When Chauncey came home
yesterday from teaching a writing class at a local university, he announced
that he had been assigned two more classes for the Fall. “You can keep being an
artist,” he said to Eleanor.
Robert Goodnough painting |
Eleanor wondered what “being
an artist” meant. She knew that Chauncey meant Eleanor could continue to work
in the garage creating mobiles and cards for her online shop without having to
find salaried employment. But what did “being an artist” mean and when did
making art become so important to Eleanor?
As a young child, Eleanor was
surrounded by artistic people. Eleanor’s mother was a New York actress, singer,
student of French literature and devoted museum goer. Two large abstract
paintings by Robert Goodnough, which Eleanor’s mother claimed she purchased at a “basement sale” at
the Metropolitan Museum, hung in the living room in Eleanor’s childhood home.
Her mother’s best friend attended Bennington College and was a painter before
she started having children. A colorful abstract painting of hers hung above
the piano in her house on Key Biscayne where Eleanor’s mother and her friend,
both transplants from New England, met in the 1960s. Eleanor was drawn in by
the recognizable circular shapes.

(A run of records)

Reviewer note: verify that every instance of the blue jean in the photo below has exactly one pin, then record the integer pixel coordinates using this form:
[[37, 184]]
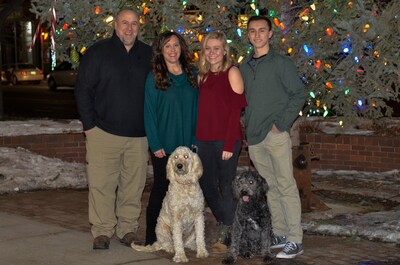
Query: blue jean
[[217, 178]]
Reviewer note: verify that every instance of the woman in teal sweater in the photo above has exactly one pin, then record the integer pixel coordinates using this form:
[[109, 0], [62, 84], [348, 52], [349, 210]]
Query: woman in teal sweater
[[170, 114]]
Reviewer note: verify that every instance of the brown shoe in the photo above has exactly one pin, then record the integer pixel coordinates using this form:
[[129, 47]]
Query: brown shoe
[[101, 242], [128, 238]]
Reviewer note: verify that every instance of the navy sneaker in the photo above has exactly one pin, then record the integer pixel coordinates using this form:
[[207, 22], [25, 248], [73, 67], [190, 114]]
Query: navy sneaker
[[278, 242], [290, 251]]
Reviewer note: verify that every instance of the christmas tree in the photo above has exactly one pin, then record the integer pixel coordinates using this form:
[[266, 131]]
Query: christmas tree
[[346, 52]]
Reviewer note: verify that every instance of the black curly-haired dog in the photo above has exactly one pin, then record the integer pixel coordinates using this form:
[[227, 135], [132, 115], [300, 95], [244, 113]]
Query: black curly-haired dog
[[252, 230]]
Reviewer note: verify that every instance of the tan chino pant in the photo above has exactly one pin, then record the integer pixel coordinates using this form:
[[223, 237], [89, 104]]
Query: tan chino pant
[[116, 170], [273, 160]]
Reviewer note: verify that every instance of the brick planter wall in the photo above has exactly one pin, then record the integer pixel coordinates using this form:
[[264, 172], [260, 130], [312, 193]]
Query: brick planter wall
[[354, 152], [335, 152]]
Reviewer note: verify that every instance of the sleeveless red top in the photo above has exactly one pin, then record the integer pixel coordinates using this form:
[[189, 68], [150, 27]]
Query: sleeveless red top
[[219, 111]]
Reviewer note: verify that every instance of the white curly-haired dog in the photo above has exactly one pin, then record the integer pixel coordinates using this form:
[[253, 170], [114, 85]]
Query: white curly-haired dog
[[181, 220]]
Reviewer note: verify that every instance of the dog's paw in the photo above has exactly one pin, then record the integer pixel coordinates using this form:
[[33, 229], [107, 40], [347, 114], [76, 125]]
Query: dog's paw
[[180, 257], [202, 254], [228, 261], [247, 255], [268, 258]]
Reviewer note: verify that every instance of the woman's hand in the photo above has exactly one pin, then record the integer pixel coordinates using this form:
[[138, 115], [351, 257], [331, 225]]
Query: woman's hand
[[275, 129], [160, 153], [226, 155]]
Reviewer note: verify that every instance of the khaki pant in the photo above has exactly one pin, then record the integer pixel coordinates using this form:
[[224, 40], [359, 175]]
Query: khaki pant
[[116, 170], [273, 160]]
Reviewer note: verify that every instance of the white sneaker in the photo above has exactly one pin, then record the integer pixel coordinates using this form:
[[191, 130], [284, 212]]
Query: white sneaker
[[290, 251]]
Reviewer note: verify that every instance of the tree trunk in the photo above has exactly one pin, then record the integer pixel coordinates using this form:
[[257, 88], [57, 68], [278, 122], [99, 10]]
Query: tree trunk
[[4, 13]]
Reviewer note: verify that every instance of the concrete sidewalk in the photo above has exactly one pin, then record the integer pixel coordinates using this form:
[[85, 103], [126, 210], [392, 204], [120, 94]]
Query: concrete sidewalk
[[24, 241]]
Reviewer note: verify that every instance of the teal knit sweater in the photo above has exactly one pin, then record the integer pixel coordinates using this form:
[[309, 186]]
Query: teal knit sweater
[[170, 116], [274, 93]]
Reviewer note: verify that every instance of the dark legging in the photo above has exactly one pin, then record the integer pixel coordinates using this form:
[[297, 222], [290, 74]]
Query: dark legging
[[217, 178], [158, 191]]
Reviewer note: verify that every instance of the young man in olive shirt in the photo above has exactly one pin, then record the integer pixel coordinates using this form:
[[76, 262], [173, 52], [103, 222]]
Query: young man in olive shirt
[[275, 95]]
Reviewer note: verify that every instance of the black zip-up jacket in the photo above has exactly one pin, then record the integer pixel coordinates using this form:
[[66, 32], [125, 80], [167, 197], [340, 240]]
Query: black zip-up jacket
[[109, 89]]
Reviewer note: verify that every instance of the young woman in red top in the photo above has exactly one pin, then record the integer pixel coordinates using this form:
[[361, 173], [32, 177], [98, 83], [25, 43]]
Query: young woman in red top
[[218, 134]]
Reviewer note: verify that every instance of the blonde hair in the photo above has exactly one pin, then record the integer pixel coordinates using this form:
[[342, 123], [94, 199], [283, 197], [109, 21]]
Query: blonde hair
[[204, 66]]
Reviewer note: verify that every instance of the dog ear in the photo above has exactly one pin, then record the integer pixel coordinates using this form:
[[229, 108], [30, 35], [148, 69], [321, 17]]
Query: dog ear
[[235, 189], [170, 167], [196, 165], [264, 183]]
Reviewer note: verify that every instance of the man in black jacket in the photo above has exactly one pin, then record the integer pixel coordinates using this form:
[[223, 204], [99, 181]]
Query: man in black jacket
[[110, 97]]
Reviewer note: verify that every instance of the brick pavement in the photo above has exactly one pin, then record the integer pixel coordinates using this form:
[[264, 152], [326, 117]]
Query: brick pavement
[[68, 209]]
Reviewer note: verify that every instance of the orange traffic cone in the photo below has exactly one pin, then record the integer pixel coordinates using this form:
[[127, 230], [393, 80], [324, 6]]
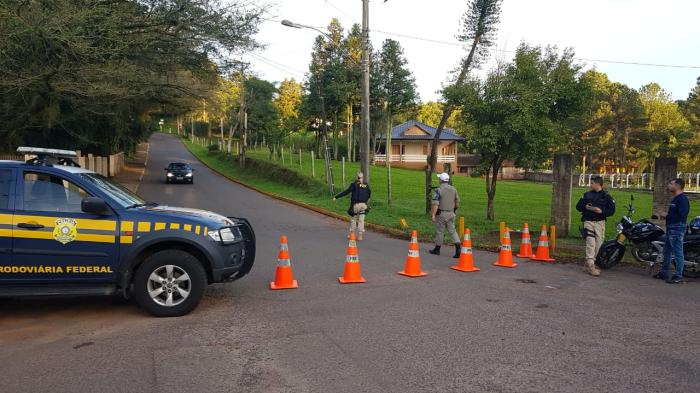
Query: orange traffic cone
[[466, 258], [525, 244], [283, 273], [352, 273], [542, 252], [505, 256], [412, 268]]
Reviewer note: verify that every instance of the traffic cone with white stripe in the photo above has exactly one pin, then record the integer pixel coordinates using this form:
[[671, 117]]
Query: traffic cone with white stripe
[[466, 258], [542, 252], [352, 273], [525, 244], [505, 255], [412, 268], [283, 273]]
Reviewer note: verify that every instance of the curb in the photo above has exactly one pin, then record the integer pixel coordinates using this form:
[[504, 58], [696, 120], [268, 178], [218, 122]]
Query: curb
[[374, 227], [395, 233]]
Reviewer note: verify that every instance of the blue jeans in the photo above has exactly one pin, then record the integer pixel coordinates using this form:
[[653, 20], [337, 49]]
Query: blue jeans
[[675, 233]]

**GIVEN PROBLEM A:**
Answer these questions about the passage about Eleanor:
(i) How many more classes was Chauncey assigned for the Fall?
(ii) Where did Eleanor's mother claim she bought the two Robert Goodnough paintings?
(iii) In what decade did Eleanor's mother and her best friend meet?
**GIVEN PROBLEM B:**
The passage about Eleanor describes a painting above the piano in her mother's friend's house. Explain what drew Eleanor to it.

**FINAL RESULT A:**
(i) Two.
(ii) At a "basement sale" at the Metropolitan Museum.
(iii) The 1960s.

**FINAL RESULT B:**
The painting was a colorful abstract work by her mother's best friend. Eleanor was drawn in by its recognizable circular shapes.